# Objective A
Recast the data rows below, from the line containing "the baby, place" through the end of the rows, as a Markdown table with the columns Number and Line. Leave out blank lines.

# Selected excerpt
********
Counsel for appellant says that appellee has suffered no injury, because if appellant had proceeded with proper diligence and compensation had been awarded and paid to the appellee he„ would have had the use of the money and he has now had the use of the property, which is presumed to be equal to the use of the money. If that argument were sound it might be carried further, and the owner be paid what the property was worth ten or twenty years ago, or when he bought it, with the assurance that during the interim he had had the use of the property and therefore would suffer no loss. The argument does not meet the fact that there has been a great advance in the value of the property, and if the petitioner can now maintain the action and have the rule applied that the property was taken when the petition was filed, it would be able to acquire the property at much less than its value at the actual taking. It is manifest either that the court was right in refusing the petition or that the settled rule that property is to be regarded as taken when the petition is filed should not be applied to a case like this.. Appellant refused to have any other rule applied and insisted upon taking advantage of a rule which would work an injustice, and we think that the power of the court was properly exercised in dismissing the petition as to tract 178.
********
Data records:
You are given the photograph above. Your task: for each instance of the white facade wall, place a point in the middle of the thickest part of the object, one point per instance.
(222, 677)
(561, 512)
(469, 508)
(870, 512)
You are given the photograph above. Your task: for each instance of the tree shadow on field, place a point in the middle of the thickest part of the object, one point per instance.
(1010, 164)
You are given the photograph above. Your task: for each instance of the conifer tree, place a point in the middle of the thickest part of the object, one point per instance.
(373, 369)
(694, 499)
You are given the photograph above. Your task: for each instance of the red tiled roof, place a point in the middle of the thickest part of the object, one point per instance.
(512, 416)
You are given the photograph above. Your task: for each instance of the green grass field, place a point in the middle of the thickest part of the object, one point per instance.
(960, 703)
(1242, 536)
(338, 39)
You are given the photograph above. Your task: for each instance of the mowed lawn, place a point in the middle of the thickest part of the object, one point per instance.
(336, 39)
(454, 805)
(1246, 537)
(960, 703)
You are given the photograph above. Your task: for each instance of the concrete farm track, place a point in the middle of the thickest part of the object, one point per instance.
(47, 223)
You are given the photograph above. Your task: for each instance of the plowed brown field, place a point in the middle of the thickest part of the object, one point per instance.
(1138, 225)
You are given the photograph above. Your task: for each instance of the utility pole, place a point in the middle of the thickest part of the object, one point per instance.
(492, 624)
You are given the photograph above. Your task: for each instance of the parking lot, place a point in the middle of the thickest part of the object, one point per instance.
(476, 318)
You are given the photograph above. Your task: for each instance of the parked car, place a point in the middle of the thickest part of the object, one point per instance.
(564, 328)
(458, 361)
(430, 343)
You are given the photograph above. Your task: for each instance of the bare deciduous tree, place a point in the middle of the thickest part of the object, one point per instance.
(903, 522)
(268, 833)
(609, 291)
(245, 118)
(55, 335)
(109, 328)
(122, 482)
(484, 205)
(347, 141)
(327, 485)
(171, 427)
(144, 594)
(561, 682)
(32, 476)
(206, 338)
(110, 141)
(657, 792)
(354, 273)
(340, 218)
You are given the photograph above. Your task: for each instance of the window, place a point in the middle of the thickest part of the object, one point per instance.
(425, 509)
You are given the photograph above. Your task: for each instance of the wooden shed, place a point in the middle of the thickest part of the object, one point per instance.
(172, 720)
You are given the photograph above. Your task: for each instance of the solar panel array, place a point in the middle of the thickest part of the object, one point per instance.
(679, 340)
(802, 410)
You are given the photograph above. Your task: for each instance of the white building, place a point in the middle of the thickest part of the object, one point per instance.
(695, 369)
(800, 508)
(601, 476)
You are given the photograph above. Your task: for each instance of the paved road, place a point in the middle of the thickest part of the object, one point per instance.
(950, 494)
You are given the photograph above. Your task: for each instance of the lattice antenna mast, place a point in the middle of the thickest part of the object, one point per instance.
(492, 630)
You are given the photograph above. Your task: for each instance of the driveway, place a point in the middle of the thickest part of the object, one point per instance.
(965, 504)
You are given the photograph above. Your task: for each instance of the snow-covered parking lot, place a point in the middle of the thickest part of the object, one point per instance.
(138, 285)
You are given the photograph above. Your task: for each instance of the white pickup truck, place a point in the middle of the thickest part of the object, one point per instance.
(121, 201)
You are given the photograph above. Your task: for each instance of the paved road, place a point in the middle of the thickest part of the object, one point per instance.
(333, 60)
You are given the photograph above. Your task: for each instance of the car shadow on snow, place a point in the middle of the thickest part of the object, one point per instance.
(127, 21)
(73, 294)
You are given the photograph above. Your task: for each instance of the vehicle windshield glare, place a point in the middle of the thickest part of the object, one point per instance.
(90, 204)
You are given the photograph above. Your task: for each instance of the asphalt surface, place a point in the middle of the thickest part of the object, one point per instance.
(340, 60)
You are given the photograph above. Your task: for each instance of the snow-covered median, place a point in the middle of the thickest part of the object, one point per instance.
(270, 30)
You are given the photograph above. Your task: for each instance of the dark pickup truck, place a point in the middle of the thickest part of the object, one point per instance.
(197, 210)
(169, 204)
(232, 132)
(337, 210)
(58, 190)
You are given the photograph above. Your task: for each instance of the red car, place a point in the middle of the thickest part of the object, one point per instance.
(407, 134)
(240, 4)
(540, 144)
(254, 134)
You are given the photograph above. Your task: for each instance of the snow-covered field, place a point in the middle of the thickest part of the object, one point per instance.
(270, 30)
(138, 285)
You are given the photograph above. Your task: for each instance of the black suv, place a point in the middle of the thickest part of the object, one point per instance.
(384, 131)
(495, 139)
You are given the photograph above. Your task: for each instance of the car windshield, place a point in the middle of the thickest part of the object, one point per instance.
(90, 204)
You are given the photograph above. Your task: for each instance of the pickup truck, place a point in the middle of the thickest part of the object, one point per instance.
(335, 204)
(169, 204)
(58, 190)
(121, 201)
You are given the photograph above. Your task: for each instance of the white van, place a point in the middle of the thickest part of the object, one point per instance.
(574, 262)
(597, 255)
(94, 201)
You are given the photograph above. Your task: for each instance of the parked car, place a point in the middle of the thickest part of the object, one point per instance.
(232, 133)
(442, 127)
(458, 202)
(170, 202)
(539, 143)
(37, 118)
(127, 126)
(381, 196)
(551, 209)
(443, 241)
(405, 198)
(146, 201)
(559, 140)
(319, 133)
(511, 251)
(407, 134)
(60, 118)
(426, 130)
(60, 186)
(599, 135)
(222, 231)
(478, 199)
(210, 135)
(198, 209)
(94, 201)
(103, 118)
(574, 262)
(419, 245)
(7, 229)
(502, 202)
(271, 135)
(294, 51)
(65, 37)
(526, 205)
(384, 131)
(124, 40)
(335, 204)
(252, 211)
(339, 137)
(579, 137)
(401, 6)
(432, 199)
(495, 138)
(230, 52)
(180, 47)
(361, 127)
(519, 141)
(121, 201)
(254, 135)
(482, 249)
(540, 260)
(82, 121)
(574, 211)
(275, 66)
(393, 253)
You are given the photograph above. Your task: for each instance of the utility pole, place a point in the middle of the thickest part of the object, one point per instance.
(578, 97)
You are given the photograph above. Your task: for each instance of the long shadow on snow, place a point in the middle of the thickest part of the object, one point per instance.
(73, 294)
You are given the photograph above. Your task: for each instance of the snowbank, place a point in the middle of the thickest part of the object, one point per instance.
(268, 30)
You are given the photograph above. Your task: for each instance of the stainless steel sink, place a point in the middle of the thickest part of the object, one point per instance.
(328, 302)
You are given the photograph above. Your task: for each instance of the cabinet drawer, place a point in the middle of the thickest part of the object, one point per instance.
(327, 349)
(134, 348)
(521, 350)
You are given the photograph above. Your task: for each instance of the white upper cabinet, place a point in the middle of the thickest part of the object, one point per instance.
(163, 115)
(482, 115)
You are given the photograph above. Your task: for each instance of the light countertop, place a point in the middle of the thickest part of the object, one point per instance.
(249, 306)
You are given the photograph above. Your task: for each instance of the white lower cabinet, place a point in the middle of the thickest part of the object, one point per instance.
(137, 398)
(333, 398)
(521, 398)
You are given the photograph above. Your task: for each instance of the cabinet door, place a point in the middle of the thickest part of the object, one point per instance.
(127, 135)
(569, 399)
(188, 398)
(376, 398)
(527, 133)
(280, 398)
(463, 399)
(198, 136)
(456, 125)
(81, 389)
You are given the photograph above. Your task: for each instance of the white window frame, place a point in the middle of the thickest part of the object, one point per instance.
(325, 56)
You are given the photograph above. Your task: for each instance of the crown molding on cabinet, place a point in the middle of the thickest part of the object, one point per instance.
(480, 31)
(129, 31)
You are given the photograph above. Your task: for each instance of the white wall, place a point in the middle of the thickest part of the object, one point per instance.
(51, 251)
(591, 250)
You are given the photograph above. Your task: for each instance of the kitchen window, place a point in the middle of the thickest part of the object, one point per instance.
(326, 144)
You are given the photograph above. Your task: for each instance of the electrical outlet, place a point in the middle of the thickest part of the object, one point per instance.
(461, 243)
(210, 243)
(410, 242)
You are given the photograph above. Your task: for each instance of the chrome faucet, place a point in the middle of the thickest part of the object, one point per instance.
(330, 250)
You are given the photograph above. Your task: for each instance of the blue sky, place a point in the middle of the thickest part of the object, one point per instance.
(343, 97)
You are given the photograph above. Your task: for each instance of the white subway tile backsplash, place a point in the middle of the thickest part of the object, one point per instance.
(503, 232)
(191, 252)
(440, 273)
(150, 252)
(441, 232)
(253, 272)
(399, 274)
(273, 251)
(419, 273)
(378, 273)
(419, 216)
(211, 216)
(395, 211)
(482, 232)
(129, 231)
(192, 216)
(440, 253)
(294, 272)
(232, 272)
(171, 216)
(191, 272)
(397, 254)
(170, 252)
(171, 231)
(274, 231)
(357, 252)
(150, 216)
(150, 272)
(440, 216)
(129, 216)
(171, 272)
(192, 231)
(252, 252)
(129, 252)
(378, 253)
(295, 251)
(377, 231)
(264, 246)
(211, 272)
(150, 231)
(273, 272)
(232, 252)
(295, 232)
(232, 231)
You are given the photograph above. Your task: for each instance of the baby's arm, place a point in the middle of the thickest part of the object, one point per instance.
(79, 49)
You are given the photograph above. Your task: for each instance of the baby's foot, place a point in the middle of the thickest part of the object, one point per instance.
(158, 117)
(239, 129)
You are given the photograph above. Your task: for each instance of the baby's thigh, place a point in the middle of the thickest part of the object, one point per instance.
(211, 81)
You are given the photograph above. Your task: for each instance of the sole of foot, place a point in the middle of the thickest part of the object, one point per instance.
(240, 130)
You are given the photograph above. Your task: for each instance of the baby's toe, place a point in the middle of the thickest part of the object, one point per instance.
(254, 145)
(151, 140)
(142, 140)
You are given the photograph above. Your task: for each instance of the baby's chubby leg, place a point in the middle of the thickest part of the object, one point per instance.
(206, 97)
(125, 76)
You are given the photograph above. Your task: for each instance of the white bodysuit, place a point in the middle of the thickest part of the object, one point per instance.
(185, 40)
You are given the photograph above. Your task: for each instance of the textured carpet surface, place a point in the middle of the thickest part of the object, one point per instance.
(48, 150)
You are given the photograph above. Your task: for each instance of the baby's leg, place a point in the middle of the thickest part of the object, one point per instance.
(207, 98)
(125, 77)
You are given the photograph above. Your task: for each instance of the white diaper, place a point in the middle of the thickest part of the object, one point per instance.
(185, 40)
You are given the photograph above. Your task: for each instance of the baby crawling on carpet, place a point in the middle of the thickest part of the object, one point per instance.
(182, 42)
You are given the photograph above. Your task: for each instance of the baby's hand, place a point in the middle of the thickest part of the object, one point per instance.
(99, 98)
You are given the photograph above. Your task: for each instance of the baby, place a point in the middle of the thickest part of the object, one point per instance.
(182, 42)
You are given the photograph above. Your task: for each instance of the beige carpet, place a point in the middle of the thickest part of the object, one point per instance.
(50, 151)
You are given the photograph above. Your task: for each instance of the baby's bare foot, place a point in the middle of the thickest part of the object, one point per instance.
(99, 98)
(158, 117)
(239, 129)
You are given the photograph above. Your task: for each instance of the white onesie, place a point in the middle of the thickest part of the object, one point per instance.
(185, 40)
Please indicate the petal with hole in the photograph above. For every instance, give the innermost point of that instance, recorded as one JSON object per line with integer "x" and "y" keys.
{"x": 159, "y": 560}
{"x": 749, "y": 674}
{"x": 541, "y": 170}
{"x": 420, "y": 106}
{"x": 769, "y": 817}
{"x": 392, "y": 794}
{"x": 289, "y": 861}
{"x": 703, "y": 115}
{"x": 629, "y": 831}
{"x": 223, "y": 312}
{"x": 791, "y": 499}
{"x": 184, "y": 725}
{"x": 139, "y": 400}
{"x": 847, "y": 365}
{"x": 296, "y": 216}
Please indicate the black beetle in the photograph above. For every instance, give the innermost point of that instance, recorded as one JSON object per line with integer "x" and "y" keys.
********
# Objective B
Under the settled rule cited in the passage on the dismissed petition, when is property regarded as taken?

# Full solution A
| Number | Line |
|---|---|
| 1 | You are given the photograph above. Your task: for each instance of the baby, place a point in the middle of the thickest part of the object, one point per instance. |
| 2 | (182, 42) |
| 3 | You are given the photograph above. Your task: for each instance of the beige carpet, place a point in the middle of the thickest part of the object, one point per instance. |
| 4 | (50, 151) |
| 5 | You are given the photograph above. Your task: for each instance of the baby's bare foot, place a point in the middle of the thickest part of the object, one point per instance. |
| 6 | (99, 98) |
| 7 | (158, 117) |
| 8 | (239, 129) |
| 9 | You are given the photograph above. Your task: for each instance of the white onesie, place a point in the middle of the thickest part of the object, one point per instance. |
| 10 | (185, 40) |
| 11 | Please indicate the petal with hole in the photograph above. For every instance, give the innermost point of that instance, recorded as one JSON object per line with integer "x" and "y" keys. |
| 12 | {"x": 159, "y": 560} |
| 13 | {"x": 749, "y": 674} |
| 14 | {"x": 541, "y": 170} |
| 15 | {"x": 420, "y": 106} |
| 16 | {"x": 769, "y": 817} |
| 17 | {"x": 392, "y": 794} |
| 18 | {"x": 289, "y": 861} |
| 19 | {"x": 703, "y": 115} |
| 20 | {"x": 629, "y": 831} |
| 21 | {"x": 223, "y": 312} |
| 22 | {"x": 791, "y": 499} |
| 23 | {"x": 184, "y": 725} |
| 24 | {"x": 139, "y": 400} |
| 25 | {"x": 847, "y": 365} |
| 26 | {"x": 296, "y": 216} |
| 27 | Please indicate the black beetle in the photograph above. For every instance, give the innermost point of that instance, recorded as one JSON object per line with integer "x" and "y" keys. |

# Full solution B
Property is regarded as taken when the petition is filed.